TUNISIE : LETTRE OUVERTE A HMIDA ENNAIFER/ Quel est votre rapport aux Frères Musulmans???
21 juin 2018
ITRI : Institut Tunisien des Relations Internationales
LETTRE OUVERTE A HMIDA ENNAIFER/ Quel est votre rapport aux Frères Musulmans???
Publié par Candide le 21 juin 2018 dans Chroniques
Le 14 juin 2018
A l’aimable attention de Dr. Hmida Ennaifer
Je ne sais si vous vous souvenez encore de moi! Nous avons fait connaissance il y a approximativement un demi-siècle, même si nous n’avons pas beaucoup communiqué durant cette longue période. Je ne me souviens pas nous être rencontré plus de quatre ou cinq fois au plus et, à chaque fois, au hasard.

Entrées d'un jeu d'annotations par points:
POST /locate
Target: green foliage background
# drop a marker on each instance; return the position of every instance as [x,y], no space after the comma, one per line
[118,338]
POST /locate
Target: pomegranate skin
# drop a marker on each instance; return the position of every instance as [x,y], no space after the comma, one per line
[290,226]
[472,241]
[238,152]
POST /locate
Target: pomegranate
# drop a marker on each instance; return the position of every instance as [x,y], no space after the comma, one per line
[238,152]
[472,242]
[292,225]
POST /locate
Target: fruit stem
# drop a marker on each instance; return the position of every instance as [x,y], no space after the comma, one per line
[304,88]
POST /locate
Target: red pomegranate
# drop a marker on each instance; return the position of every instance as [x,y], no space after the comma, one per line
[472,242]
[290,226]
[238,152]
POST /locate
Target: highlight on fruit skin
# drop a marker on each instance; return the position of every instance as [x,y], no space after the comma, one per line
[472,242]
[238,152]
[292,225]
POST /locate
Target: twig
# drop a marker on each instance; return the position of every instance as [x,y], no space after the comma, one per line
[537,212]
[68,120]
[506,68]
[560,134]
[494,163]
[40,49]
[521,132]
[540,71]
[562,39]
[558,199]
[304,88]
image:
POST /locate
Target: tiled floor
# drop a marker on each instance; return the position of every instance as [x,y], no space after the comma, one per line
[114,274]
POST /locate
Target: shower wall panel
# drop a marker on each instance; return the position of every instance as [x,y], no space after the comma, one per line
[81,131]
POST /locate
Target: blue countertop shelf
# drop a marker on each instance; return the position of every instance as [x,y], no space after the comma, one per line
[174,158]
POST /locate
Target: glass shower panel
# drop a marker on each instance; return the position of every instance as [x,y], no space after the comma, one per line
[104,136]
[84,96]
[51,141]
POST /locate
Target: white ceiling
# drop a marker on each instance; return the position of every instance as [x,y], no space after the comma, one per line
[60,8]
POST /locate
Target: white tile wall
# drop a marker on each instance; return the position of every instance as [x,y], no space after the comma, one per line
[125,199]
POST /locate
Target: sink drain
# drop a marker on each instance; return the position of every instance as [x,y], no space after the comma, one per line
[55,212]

# [Travail demandé]
1. D'après la lettre ouverte à Hmida Ennaifer, combien de rencontres avec lui sont évoquées au plus ?
2. Expliquez, à partir de la lettre ouverte à Hmida Ennaifer, pourquoi on doute qu'il se souvienne encore de la personne qui écrit.

# [Réponses dans l'ordre]
1. Quatre ou cinq au plus, chaque fois par hasard.

2. Ils ont fait connaissance il y a environ un demi-siècle et ont peu communiqué depuis. Ils ne se sont rencontrés que quatre ou cinq fois au plus, toujours par hasard.